## Quoted text
I've always loved Prison Films: LE TROU / PAPILLON / THE SHAWSHANK REDEMPTION / BIRDMAN OF ALCATRAZ / LONELINESS OF A LONG DISTANCE RUNNER / COOL HAND LUKE...There's so many and there's something about the restricted landscape of the genre and how it invariably pits human beings against one another as well as against their environment and the system itself in such a dramatic and scaled down way. I think the genre also taps into my love of the 'lonely man' stories which were so common in the heyday of 70's American Cinema. Films like THE CONVERSATION, THE PARALLAX VIEW, ONE FLEW OVER THE CUCKOO'S NEXT. Great movies with great protagonists who invariably fail in their 'rage against the machine' but provide for great drama in their efforts. So the inspiration those stories provided, combined with an incredible opportunity to work with the actor Brian Cox again after we'd
successfully collaborated on a Short Film called GET THE PICTURE got me thinking about the possibility of making my first Film within the contained environment of prison and with a very strong but emotionally spare protagonist, which a consummate and nuanced actor like Brian is perfect for. Brian and I had always spoken about our mutual love of the brawny, stripped-back acting styles of the likes of Spencer Tracey, Humphrey Bogart, Marlon Brando etc. and so I set to work writing the first draft of THE ESCAPIST solely with him in mind as FRANK PERRY. I had no idea whether he'd respond to it but thank God he did! Daniel Hardy my co-writer came on board soon after the initial pass. We'd worked together before and he's an
extraordinary collaborator as besides a common taste in Films and Literature and music we both I think respect one another's opinions enough to know when something is working or not. Very rarely have we reached an impasse when writing a script together as we know that if one of us isn't happy with something then there's something wrong. The other extraordinary strength Daniel has is in his structural ability. Whereas I'd written the initial pass of the script with various scenes in mind that I was wedded to purely
from a visual point of view, he was able to ruthlessly and very effectively cull and reshape the Film so that it ultimately became a script which was getting a unanimously positive response. That, combined with dogged perseverance, and the ability and tenacity of my two producers Adrian Sturges and Alan Maloney got us through the four times the Film fell apart and ultimately it's what bullied the Film into production.
 As far as the story is concerned. The inspiration came from a short story written in the 19th Century by Ambrose Bierce which narratively is completely different (it's set during the American Civil War) but it was the first narrative to use a structural technique that is the bedrock of our two parallel time lines. (JACOB'S LADDER also drew from this source, I'm sure)

## Task list
- 1) List every prison film named in the piece about making THE ESCAPIST.
- 2) Copy word for word the part of the piece about making THE ESCAPIST that opens with the words "As far as the" and closes with "source, I'm sure)".
The entries that follow come from a different source than the piece about making THE ESCAPIST.

## Supplied information
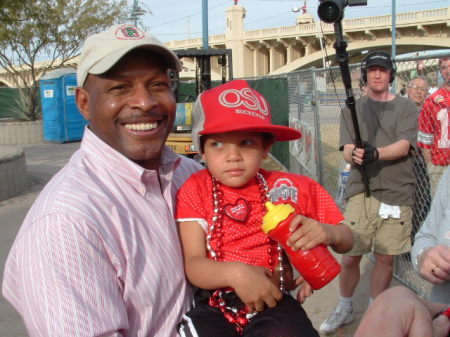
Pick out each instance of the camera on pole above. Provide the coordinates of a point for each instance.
(331, 11)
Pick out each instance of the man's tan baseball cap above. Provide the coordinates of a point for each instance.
(103, 50)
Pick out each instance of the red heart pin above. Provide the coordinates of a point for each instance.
(239, 211)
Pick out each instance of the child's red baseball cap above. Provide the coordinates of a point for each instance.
(235, 106)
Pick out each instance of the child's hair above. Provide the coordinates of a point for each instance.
(235, 106)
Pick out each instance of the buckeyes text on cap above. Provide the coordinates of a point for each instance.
(232, 107)
(103, 50)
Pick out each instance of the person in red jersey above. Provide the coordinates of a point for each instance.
(241, 274)
(433, 135)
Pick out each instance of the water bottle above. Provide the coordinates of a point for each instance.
(343, 179)
(317, 265)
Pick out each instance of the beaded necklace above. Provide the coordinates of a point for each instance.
(238, 317)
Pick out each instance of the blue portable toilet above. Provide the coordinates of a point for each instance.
(61, 119)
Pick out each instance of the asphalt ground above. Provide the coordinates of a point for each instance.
(44, 160)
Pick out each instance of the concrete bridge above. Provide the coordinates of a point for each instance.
(279, 50)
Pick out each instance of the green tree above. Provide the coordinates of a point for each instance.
(48, 33)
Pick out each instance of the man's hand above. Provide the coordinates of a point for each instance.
(370, 154)
(365, 155)
(435, 264)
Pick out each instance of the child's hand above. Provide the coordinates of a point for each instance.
(310, 234)
(305, 289)
(254, 287)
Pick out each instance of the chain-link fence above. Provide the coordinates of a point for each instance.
(316, 97)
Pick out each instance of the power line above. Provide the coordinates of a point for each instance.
(188, 16)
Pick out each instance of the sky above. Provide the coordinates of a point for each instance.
(181, 19)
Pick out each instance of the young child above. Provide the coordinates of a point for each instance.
(237, 268)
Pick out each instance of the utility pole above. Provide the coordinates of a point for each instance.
(205, 61)
(394, 37)
(136, 12)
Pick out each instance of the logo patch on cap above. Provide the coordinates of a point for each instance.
(245, 98)
(128, 32)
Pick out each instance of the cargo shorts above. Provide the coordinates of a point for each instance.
(372, 233)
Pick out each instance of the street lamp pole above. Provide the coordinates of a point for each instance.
(394, 36)
(205, 23)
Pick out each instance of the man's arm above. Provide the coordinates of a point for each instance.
(62, 281)
(393, 151)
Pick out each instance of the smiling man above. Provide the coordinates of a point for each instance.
(380, 218)
(98, 253)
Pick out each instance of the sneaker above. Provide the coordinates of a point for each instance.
(337, 318)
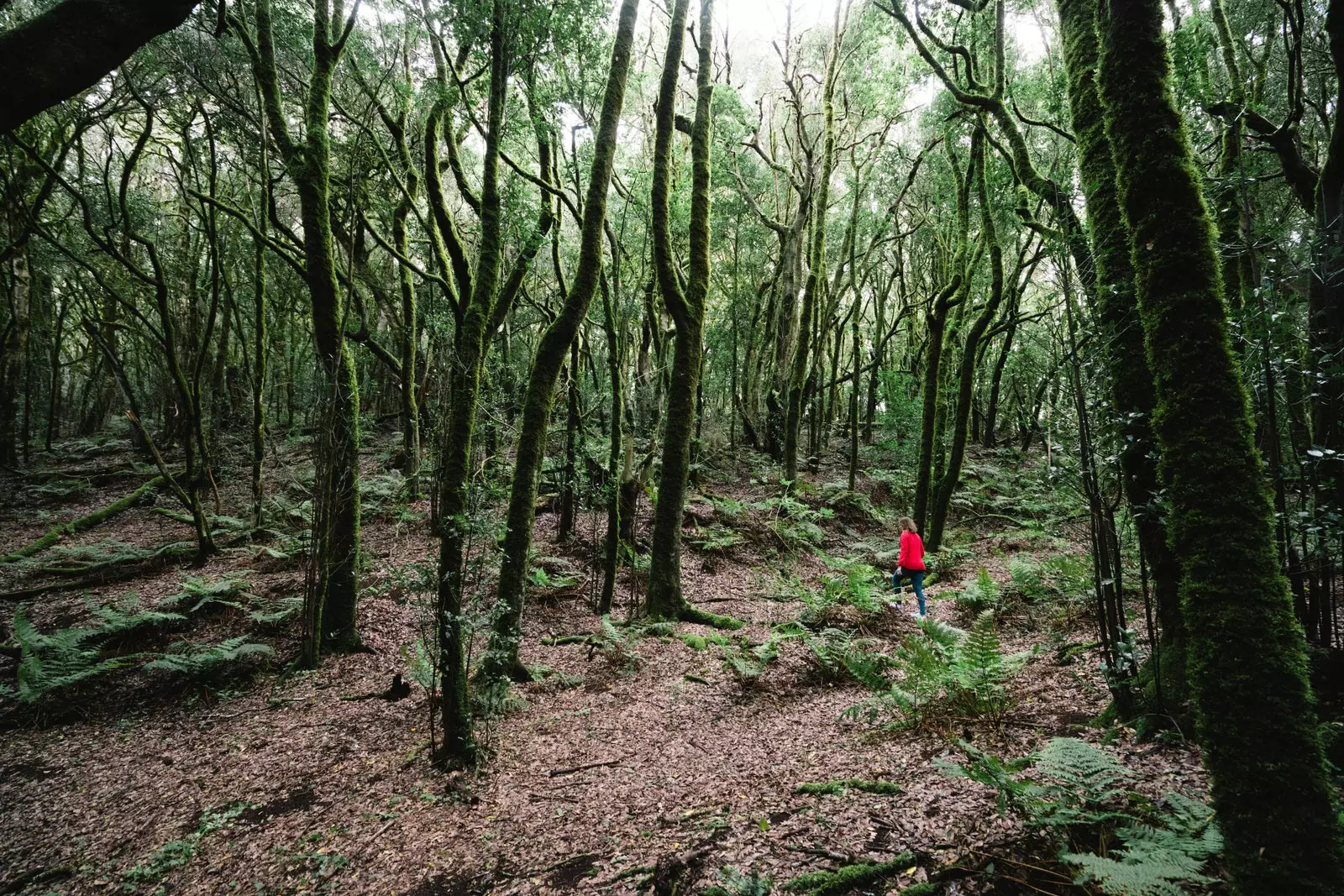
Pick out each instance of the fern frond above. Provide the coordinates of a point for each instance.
(199, 663)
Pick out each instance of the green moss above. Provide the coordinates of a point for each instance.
(831, 883)
(1131, 379)
(837, 788)
(559, 338)
(1247, 654)
(921, 889)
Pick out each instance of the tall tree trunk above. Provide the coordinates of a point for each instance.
(816, 282)
(685, 308)
(459, 745)
(331, 620)
(967, 374)
(1247, 653)
(1131, 378)
(612, 555)
(559, 336)
(13, 355)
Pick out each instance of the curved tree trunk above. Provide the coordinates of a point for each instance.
(1129, 375)
(1247, 652)
(501, 658)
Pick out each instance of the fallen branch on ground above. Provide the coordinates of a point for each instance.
(84, 523)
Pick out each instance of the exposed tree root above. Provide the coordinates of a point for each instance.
(84, 523)
(703, 617)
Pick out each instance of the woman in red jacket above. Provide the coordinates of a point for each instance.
(911, 563)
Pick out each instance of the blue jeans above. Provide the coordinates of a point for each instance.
(916, 580)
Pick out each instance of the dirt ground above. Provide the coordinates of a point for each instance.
(272, 783)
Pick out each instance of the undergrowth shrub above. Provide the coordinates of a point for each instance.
(837, 497)
(198, 663)
(716, 539)
(1027, 578)
(51, 663)
(795, 524)
(980, 594)
(837, 656)
(746, 661)
(1105, 835)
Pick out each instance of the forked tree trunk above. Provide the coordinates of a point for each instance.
(501, 658)
(1129, 375)
(685, 308)
(1247, 652)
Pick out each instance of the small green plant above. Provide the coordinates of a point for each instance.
(1027, 578)
(176, 853)
(716, 539)
(66, 658)
(203, 593)
(979, 594)
(1106, 835)
(746, 661)
(837, 656)
(734, 883)
(726, 508)
(199, 663)
(961, 672)
(837, 788)
(853, 584)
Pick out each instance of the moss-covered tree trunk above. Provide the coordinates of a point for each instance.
(816, 284)
(333, 620)
(967, 371)
(1129, 375)
(1327, 295)
(559, 338)
(685, 307)
(936, 327)
(13, 354)
(612, 553)
(459, 745)
(1247, 658)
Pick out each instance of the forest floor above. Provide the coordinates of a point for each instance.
(622, 754)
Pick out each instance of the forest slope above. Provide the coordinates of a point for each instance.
(628, 750)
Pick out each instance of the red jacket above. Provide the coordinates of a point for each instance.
(911, 553)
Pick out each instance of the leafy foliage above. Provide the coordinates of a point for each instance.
(734, 883)
(716, 539)
(980, 594)
(964, 673)
(198, 663)
(746, 661)
(1106, 835)
(837, 656)
(202, 593)
(50, 663)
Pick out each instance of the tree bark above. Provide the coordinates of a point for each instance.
(1247, 653)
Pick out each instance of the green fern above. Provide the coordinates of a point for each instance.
(1077, 797)
(979, 594)
(991, 772)
(199, 663)
(1156, 862)
(199, 593)
(748, 661)
(50, 663)
(275, 611)
(1079, 786)
(837, 656)
(128, 617)
(420, 665)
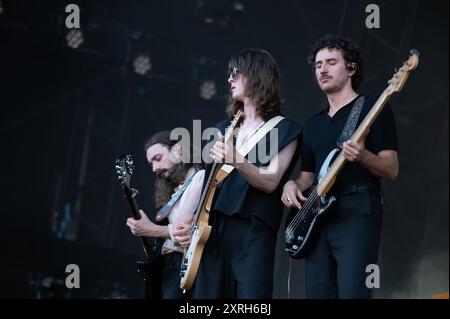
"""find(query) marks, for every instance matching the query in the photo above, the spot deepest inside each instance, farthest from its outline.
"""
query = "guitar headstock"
(124, 169)
(397, 82)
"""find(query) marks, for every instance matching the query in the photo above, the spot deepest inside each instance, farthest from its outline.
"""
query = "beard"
(166, 182)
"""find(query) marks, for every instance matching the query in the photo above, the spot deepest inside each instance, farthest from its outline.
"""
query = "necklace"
(245, 133)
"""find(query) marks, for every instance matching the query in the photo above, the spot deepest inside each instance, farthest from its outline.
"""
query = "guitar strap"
(226, 169)
(352, 121)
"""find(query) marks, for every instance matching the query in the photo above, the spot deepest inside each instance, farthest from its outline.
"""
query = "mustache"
(159, 172)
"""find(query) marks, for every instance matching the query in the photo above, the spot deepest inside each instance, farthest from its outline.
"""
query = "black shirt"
(322, 132)
(236, 196)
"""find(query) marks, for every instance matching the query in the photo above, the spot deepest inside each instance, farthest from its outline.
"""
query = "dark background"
(68, 113)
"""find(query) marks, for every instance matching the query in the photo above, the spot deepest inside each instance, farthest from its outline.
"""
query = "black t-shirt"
(320, 135)
(236, 196)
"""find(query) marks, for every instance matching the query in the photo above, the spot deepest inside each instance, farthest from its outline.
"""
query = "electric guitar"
(302, 225)
(151, 268)
(201, 230)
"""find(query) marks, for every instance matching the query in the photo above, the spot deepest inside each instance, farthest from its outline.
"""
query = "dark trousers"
(347, 242)
(170, 277)
(238, 259)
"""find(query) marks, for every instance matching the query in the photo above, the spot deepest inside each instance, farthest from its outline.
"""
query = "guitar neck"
(206, 191)
(328, 181)
(136, 215)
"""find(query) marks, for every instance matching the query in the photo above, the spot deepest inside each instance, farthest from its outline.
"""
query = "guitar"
(301, 225)
(201, 230)
(151, 268)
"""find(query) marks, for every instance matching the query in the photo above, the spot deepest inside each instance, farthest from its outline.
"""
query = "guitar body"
(151, 268)
(201, 229)
(191, 261)
(300, 239)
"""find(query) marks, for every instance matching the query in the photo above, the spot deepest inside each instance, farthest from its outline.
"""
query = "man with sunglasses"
(238, 258)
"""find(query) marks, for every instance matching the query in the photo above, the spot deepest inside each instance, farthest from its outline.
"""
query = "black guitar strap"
(352, 121)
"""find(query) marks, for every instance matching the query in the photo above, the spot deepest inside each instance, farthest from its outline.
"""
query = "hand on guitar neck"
(295, 192)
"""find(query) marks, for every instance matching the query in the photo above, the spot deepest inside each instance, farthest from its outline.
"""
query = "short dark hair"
(351, 53)
(263, 80)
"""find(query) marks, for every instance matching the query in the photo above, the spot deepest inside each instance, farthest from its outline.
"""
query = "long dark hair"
(164, 188)
(263, 75)
(350, 52)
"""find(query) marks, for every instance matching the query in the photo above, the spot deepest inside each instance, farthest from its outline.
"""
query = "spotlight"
(74, 38)
(142, 64)
(238, 6)
(208, 89)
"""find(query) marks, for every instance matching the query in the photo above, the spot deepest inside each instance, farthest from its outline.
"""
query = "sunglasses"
(234, 72)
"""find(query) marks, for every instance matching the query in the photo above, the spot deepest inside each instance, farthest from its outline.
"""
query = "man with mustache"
(349, 237)
(163, 155)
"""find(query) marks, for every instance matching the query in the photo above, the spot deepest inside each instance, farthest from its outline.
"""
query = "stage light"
(142, 64)
(208, 89)
(74, 38)
(238, 6)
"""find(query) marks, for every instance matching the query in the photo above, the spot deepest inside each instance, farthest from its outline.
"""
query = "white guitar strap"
(253, 140)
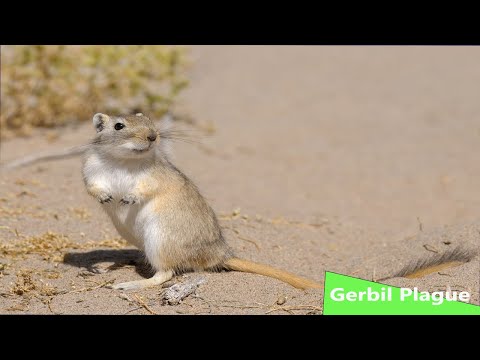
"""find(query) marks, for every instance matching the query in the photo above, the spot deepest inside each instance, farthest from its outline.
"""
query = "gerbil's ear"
(99, 121)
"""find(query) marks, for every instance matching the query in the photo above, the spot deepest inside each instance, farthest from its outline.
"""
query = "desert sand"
(357, 160)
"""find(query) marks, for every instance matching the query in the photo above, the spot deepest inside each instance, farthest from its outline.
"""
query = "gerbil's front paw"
(104, 198)
(129, 199)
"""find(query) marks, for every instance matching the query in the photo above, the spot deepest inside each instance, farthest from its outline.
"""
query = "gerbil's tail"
(266, 270)
(62, 154)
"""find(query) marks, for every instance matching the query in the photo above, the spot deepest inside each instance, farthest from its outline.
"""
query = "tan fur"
(156, 207)
(266, 270)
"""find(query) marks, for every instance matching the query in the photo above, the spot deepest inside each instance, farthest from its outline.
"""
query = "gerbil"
(155, 207)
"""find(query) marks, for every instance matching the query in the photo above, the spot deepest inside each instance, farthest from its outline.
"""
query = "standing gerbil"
(155, 207)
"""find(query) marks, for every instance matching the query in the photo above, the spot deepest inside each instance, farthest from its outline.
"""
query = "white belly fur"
(133, 221)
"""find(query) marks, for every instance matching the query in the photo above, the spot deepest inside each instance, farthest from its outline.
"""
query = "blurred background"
(384, 136)
(353, 159)
(53, 85)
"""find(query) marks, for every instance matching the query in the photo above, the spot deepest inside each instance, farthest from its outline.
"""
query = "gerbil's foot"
(105, 198)
(157, 279)
(129, 199)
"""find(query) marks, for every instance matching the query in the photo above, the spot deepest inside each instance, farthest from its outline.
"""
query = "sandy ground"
(357, 160)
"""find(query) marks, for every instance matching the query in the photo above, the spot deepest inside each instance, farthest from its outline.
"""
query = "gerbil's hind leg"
(157, 279)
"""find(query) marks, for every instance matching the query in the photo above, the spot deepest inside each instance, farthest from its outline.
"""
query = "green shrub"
(51, 85)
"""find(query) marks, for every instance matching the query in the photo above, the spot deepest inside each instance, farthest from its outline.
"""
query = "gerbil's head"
(126, 136)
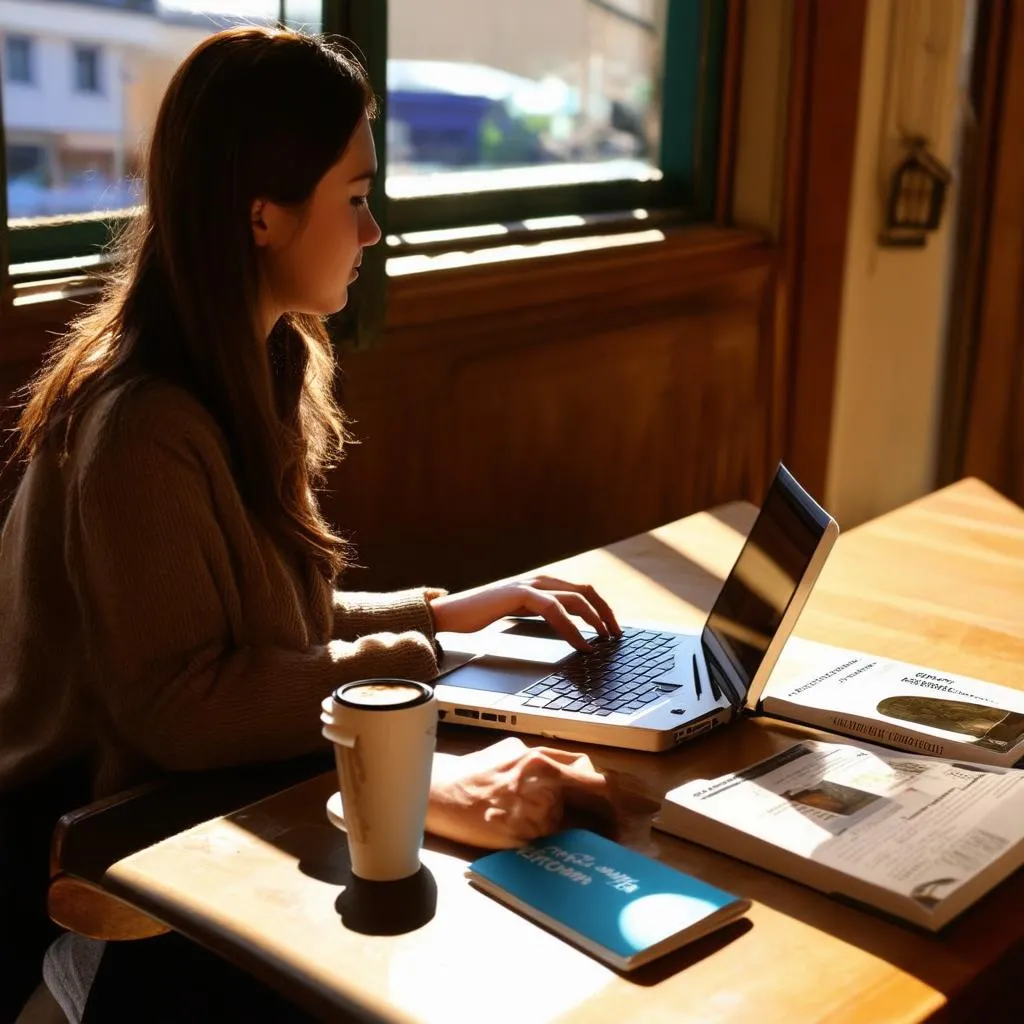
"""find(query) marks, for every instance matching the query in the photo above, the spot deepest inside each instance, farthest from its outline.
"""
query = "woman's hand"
(554, 599)
(509, 794)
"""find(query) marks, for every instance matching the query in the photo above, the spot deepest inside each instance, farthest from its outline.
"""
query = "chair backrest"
(28, 816)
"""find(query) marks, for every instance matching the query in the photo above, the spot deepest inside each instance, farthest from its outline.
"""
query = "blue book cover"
(621, 905)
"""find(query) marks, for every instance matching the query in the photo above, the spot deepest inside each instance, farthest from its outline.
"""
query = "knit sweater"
(151, 624)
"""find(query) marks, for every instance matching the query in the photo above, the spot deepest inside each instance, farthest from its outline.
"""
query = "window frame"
(695, 45)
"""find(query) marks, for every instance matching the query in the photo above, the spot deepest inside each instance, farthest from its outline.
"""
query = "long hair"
(251, 113)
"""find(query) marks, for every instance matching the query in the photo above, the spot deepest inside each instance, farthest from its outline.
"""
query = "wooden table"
(940, 582)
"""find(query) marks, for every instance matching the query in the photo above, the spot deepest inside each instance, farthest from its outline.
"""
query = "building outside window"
(87, 69)
(17, 53)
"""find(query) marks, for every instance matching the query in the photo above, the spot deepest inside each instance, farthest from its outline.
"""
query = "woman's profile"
(167, 580)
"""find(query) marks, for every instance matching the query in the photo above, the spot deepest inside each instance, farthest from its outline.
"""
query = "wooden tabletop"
(940, 583)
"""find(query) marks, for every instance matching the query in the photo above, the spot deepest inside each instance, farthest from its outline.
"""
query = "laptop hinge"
(722, 679)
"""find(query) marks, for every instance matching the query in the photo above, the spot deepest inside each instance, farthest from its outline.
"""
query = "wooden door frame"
(821, 134)
(982, 431)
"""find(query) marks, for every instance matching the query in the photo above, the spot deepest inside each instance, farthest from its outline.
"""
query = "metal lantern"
(916, 196)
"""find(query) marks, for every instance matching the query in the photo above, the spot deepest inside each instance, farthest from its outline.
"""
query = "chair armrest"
(86, 842)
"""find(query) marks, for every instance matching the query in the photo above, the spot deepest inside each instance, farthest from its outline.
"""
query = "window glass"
(538, 92)
(17, 59)
(87, 69)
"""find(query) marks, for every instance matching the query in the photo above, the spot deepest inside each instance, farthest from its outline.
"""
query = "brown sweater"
(148, 622)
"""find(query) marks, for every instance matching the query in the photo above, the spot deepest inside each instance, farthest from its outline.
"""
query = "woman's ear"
(261, 218)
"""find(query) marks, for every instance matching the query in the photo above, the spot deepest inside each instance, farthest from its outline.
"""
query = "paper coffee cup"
(384, 733)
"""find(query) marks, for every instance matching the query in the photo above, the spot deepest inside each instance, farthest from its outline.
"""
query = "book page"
(918, 826)
(887, 699)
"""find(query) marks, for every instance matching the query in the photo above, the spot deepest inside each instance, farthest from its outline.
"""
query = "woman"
(166, 577)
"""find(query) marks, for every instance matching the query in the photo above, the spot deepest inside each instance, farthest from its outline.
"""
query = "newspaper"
(916, 826)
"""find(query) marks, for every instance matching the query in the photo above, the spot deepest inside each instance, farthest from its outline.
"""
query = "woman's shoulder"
(146, 416)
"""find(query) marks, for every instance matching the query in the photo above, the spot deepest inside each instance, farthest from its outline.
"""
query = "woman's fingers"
(550, 607)
(577, 604)
(588, 593)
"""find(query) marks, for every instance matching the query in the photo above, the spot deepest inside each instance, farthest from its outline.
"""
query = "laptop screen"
(764, 580)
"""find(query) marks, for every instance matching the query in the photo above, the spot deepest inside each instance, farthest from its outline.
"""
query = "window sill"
(651, 267)
(639, 266)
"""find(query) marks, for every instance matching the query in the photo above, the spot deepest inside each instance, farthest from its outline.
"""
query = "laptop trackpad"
(497, 675)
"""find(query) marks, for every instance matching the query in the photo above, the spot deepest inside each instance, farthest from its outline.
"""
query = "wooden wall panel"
(493, 444)
(984, 413)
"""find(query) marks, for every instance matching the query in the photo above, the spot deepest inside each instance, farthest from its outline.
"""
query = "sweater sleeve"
(355, 614)
(159, 587)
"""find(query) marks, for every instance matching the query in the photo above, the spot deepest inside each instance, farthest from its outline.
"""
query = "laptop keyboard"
(617, 674)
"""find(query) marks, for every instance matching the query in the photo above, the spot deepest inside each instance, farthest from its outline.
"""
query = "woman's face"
(309, 254)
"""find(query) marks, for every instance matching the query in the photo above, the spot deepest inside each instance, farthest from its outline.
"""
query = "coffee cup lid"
(382, 694)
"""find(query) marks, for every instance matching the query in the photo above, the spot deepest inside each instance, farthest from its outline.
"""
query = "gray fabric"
(69, 969)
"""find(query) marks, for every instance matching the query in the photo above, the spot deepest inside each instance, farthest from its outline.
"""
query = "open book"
(896, 704)
(918, 838)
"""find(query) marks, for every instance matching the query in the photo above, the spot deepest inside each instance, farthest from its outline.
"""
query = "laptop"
(654, 687)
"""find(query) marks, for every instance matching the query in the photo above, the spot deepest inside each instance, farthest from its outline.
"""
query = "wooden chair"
(87, 841)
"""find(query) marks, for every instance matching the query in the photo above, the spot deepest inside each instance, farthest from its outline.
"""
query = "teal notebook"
(620, 905)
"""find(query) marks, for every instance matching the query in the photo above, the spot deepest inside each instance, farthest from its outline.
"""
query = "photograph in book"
(915, 837)
(897, 704)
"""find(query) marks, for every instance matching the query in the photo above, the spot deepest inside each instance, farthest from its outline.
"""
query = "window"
(87, 69)
(502, 119)
(18, 59)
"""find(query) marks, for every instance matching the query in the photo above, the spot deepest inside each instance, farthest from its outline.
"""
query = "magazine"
(896, 704)
(918, 838)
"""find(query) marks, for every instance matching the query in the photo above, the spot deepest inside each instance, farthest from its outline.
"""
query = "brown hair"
(251, 113)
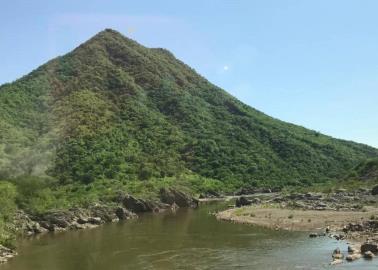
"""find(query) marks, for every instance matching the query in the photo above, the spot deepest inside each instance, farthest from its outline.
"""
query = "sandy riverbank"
(295, 220)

## Results by task
- 1)
LE TROU
PAPILLON
THE SHAWSHANK REDEMPTION
BIRDMAN OF ALCATRAZ
LONELINESS OF A LONG DISTANCE RUNNER
COOL HAND LUKE

- 2)
As far as the story is concerned. The inspiration came from a short story written in the 19th Century by Ambrose Bierce which narratively is completely different (it's set during the American Civil War) but it was the first narrative to use a structural technique that is the bedrock of our two parallel time lines. (JACOB'S LADDER also drew from this source, I'm sure)